- **Data extract**:
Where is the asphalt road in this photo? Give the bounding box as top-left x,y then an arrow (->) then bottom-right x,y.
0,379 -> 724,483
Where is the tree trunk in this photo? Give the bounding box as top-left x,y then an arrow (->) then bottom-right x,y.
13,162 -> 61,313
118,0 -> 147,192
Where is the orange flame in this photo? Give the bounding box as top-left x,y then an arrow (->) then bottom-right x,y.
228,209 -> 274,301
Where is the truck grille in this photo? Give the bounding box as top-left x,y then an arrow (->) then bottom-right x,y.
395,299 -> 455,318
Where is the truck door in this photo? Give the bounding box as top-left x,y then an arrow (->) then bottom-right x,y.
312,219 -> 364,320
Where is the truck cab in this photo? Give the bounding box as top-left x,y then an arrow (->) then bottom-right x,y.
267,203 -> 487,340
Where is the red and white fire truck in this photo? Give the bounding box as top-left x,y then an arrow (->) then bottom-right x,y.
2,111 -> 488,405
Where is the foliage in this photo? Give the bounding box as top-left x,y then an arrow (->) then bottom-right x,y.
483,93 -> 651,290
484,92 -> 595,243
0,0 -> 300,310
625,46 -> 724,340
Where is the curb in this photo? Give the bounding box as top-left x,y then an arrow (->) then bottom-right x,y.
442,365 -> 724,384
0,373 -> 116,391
* * *
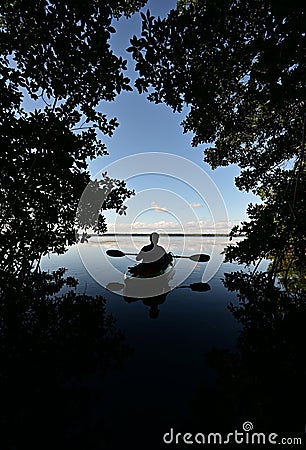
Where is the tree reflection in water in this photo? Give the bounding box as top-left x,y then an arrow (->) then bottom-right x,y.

- **What the task asks**: Lay out the stretch above from the line containing "Where is the orange" through the line containing "625,46 -> 724,340", both included, as a Markdown table with the columns Row and Line. Number each line in order and skip any blank ones.

- **The result**:
| Row | Line |
|---|---|
| 1 | Where is the orange flame in this photo? Give the bounding box as top-left x,y then an arrow (->) then bottom-right x,y. |
| 2 | 228,209 -> 274,301 |
| 3 | Where is the truck grille in this photo? Give the bounding box as top-left x,y then an arrow (->) then bottom-right x,y. |
| 4 | 395,299 -> 455,318 |
| 5 | Where is the truck door in this photo? Give the bounding box as top-left x,y then an arrow (->) then bottom-right x,y. |
| 6 | 312,219 -> 364,320 |
| 7 | Where is the truck cab in this photo? Give the bounding box as top-left x,y then an arrow (->) then bottom-right x,y. |
| 8 | 267,203 -> 487,340 |
| 9 | Where is the red and white fire truck in this photo? Give the bounding box as top-left x,y then an arrow (->) then bottom-right x,y. |
| 10 | 2,111 -> 488,405 |
| 11 | Where is the foliage in this photo? Give the bounding box as top-left x,y then an arrow (->) then bottom-right x,y. |
| 12 | 483,93 -> 651,290 |
| 13 | 484,92 -> 595,243 |
| 14 | 0,0 -> 300,310 |
| 15 | 625,46 -> 724,340 |